- Text:
○ ○ ○ ○ ○ ○ ○

Tuesday, October 12, 2010

What To Do When Each Is More Amazing Than the Last?

By 6am I was standing in front of the Colossi of Memnon -- 2 giant seated statues 50 feet tall. I could tell you who the statues depict, but does it really matter? There are hundreds of pharaohs and keeping them all straight hurts my head. These remind me of that 80s movie, “The Never Ending Story,” and the rock creature that eats rocks. That’s what they look like. It’s startling to see them sitting like this, in a flat space of land.

Youseff drops me at the entrance to the Valley of the Kings, where I’m distressed to learn you have to leave your camera behind! I understand not being able to take pictures inside the tombs, but you can’t take them of the valley either. Bummer.
The valley lies between towering mountains. It looks like a movie set.  There are dozens of tombs open to the public, and hundreds more that are not and are still in the process of being excavated. They say that even today, they are still discovering things... and one of the most interesting sights is a group of turbaned men removed shards of rock and who knows what else by hand and basket… the same way they probably did it thousands of years ago.

Everyone has a different idea of what the best tombs are, so I just take my guide book's suggestion. I pass several tomb entrances that are clogged with tourists, even at 7am. My first tomb of choice isn’t as crowded, but it is at the top of about 20 stairs. This is an unwelcome sight, as the front of my thighs and calves are still burning from the pyramids. At the entrance, I’m faced with another decent of at least 30 feet, if not more. There are people going down, people coming up, all on the same narrow staircase and steep ramp. This is not for the faint of heart! The crowds add to the heat. And while I thought it would be cooler under the ground… like it is in a cave… it’s quite the opposite. It’s sweltering inside.

○ ○ ○ ○ ○ ○ ○

- To-do list:
[1] According to the travel post, how tall are the Colossi of Memnon?
[2] Write out the stretch of the travel post from "What To Do When" through "space of land.", word for word.
The rows are separate material with no connection to the travel post.

- Given records:
○ ○ ○ ○ ○ ○ ○

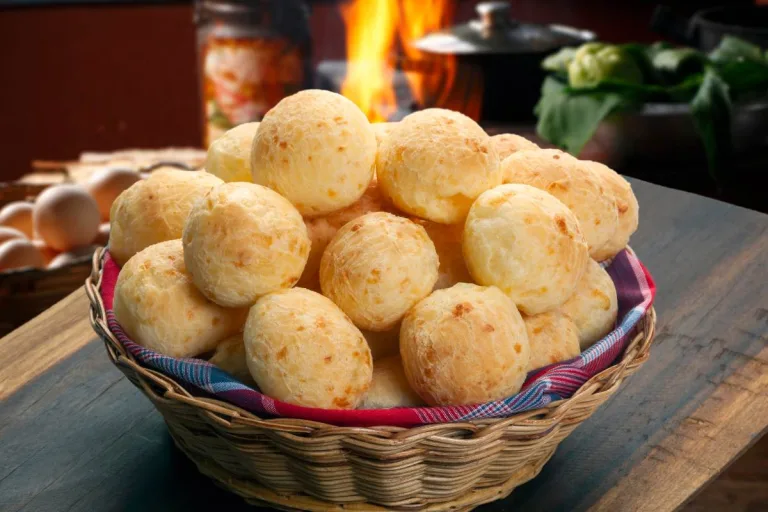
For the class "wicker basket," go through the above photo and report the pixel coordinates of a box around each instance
[85,247,656,511]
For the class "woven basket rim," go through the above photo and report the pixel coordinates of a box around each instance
[84,248,656,434]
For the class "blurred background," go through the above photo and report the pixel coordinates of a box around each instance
[0,0,753,180]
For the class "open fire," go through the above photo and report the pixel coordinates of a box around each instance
[341,0,482,122]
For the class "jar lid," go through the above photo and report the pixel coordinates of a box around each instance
[413,2,595,55]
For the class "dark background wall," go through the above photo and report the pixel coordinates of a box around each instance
[0,0,656,181]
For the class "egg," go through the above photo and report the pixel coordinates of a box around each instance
[0,201,35,238]
[0,239,45,272]
[32,240,59,267]
[93,222,109,247]
[0,226,27,244]
[48,245,96,269]
[32,184,100,251]
[85,167,141,222]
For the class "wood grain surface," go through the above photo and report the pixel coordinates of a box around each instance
[0,181,768,512]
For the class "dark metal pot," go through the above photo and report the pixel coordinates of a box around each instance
[651,5,768,52]
[414,2,595,122]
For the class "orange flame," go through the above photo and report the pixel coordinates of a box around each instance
[397,0,456,106]
[341,0,398,122]
[341,0,482,122]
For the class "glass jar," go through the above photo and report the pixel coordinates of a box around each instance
[195,0,312,147]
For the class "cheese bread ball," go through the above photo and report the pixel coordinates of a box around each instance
[182,182,309,307]
[205,122,259,183]
[0,201,35,239]
[113,240,248,357]
[371,122,397,146]
[251,90,376,216]
[376,108,501,224]
[32,183,101,251]
[297,179,384,291]
[360,355,424,409]
[491,133,541,160]
[400,283,530,405]
[360,322,400,361]
[583,161,640,261]
[562,260,619,350]
[109,169,223,266]
[523,311,581,371]
[208,332,255,386]
[418,220,472,290]
[243,288,372,409]
[320,212,438,331]
[463,182,589,315]
[501,149,619,255]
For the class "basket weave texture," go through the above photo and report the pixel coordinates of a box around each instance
[85,250,656,511]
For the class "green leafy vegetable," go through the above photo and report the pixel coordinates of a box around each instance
[536,77,627,155]
[652,48,707,78]
[536,36,768,183]
[568,43,643,87]
[691,68,732,181]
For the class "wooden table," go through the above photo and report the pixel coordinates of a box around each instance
[0,181,768,512]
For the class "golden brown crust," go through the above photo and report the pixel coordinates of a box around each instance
[183,182,309,307]
[561,260,618,350]
[297,179,384,291]
[491,133,541,160]
[114,240,247,357]
[109,169,223,265]
[400,283,530,405]
[376,108,501,224]
[501,149,619,254]
[205,122,260,183]
[584,161,640,261]
[463,185,589,315]
[243,288,372,409]
[320,212,438,331]
[251,90,376,216]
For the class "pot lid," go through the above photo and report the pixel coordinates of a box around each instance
[413,2,595,55]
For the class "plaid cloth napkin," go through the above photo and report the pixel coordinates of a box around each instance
[101,250,656,427]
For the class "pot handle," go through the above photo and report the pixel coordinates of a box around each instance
[651,5,699,47]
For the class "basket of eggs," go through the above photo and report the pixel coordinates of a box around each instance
[86,90,655,510]
[0,155,201,336]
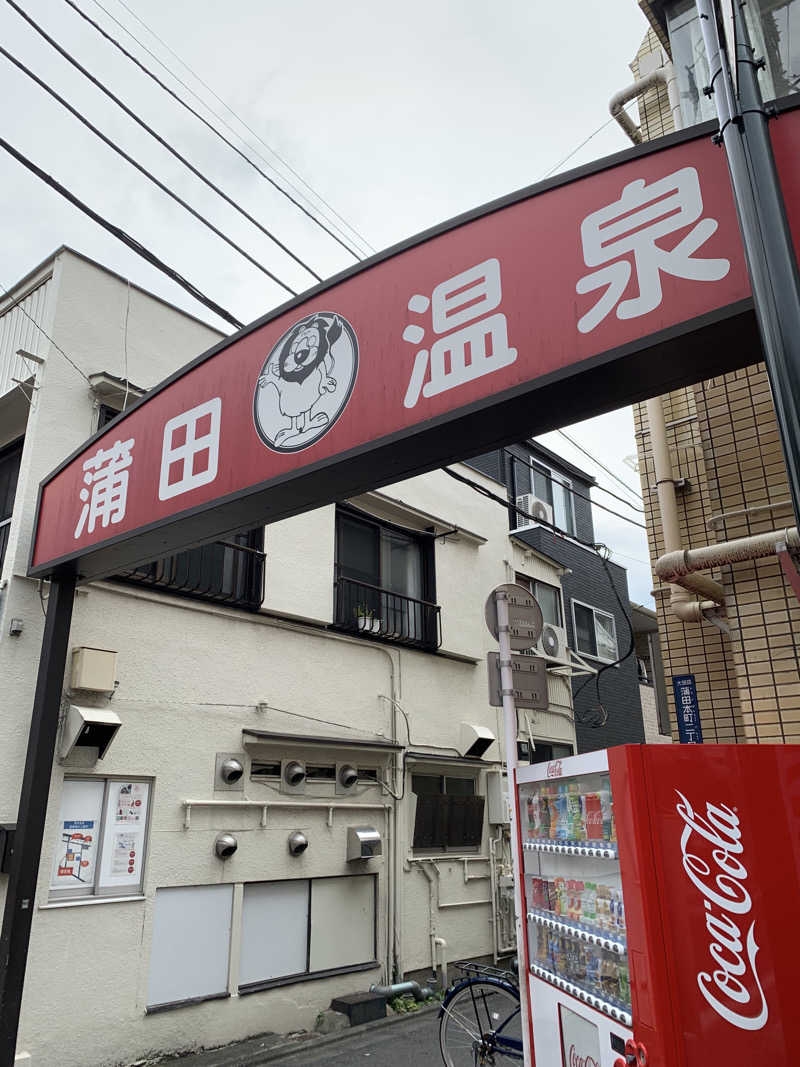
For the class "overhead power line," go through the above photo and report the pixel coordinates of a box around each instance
[0,138,244,330]
[65,0,361,262]
[87,0,374,258]
[0,46,297,297]
[3,0,307,296]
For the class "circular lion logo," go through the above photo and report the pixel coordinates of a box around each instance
[253,312,358,452]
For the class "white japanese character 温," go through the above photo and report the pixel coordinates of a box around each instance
[403,259,516,408]
[575,166,731,333]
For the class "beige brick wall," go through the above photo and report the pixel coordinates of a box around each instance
[631,30,800,744]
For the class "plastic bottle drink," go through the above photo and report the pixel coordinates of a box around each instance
[537,790,550,838]
[566,782,586,841]
[580,881,597,925]
[556,782,570,841]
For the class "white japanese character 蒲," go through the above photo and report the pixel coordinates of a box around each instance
[74,437,134,539]
[403,259,516,408]
[575,166,731,333]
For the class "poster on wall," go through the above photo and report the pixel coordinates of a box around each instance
[50,779,105,890]
[99,781,150,888]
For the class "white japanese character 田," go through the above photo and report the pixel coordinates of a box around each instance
[403,259,516,408]
[75,437,134,538]
[258,315,341,445]
[575,166,731,333]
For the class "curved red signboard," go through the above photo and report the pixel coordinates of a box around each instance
[30,104,800,579]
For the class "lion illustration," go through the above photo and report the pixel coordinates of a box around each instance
[258,315,342,445]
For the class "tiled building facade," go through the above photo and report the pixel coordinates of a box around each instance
[631,10,800,744]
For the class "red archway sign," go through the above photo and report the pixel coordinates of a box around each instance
[30,102,800,579]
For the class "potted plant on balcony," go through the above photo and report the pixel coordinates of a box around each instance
[355,604,381,634]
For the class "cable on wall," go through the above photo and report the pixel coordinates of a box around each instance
[64,0,369,259]
[3,0,309,296]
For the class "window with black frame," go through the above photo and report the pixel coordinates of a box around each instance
[411,775,485,851]
[0,441,22,570]
[336,508,439,648]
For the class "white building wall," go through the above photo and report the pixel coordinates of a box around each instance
[0,252,574,1067]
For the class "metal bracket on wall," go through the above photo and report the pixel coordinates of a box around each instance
[775,541,800,601]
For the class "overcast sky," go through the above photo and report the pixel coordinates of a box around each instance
[0,0,652,604]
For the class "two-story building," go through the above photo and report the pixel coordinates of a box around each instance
[469,442,658,754]
[0,249,575,1067]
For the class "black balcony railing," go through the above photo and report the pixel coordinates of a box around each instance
[117,541,267,611]
[336,577,442,649]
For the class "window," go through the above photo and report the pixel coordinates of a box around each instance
[117,526,266,611]
[336,509,439,648]
[147,885,234,1012]
[513,459,575,537]
[666,0,800,126]
[0,441,22,570]
[50,778,150,901]
[572,601,619,663]
[411,775,485,851]
[239,874,378,993]
[516,574,564,626]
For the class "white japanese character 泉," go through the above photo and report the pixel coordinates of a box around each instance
[403,259,516,408]
[74,437,133,538]
[575,166,731,333]
[158,397,222,500]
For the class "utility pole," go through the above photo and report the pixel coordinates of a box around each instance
[0,573,75,1067]
[695,0,800,522]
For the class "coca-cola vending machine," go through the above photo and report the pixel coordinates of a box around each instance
[516,745,800,1067]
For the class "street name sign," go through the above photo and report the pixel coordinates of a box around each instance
[486,652,549,712]
[29,109,800,580]
[483,585,544,652]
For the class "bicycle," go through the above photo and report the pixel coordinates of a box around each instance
[438,964,523,1067]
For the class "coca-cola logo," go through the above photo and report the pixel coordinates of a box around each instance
[675,790,769,1030]
[567,1045,599,1067]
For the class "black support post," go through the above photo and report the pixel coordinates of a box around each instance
[0,574,75,1067]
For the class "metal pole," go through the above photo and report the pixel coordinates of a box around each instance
[0,574,75,1067]
[495,589,533,1067]
[697,0,800,522]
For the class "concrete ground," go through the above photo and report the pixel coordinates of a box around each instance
[161,1004,442,1067]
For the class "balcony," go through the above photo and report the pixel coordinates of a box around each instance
[335,577,442,650]
[117,530,267,611]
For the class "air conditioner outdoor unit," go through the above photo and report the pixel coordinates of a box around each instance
[516,493,553,526]
[534,622,569,659]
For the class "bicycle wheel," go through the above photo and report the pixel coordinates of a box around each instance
[438,977,523,1067]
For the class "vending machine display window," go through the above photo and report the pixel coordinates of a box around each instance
[50,777,151,903]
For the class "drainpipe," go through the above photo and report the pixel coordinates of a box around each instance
[608,60,684,144]
[655,526,800,582]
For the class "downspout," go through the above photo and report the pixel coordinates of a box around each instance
[655,526,800,582]
[608,75,725,625]
[608,60,684,144]
[646,397,725,622]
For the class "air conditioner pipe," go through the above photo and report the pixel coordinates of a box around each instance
[369,982,433,1001]
[655,526,800,582]
[608,60,684,144]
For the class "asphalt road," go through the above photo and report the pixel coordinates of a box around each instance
[273,1012,442,1067]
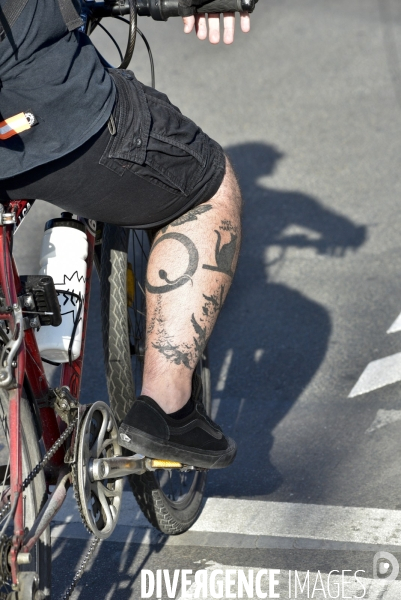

○ ○ ○ ○ ○ ○ ○

- Answers by task:
[1] They are 50 feet tall.

[2]
What To Do When Each Is More Amazing Than the Last?

By 6am I was standing in front of the Colossi of Memnon -- 2 giant seated statues 50 feet tall. I could tell you who the statues depict, but does it really matter? There are hundreds of pharaohs and keeping them all straight hurts my head. These remind me of that 80s movie, “The Never Ending Story,” and the rock creature that eats rocks. That’s what they look like. It’s startling to see them sitting like this, in a flat space of land.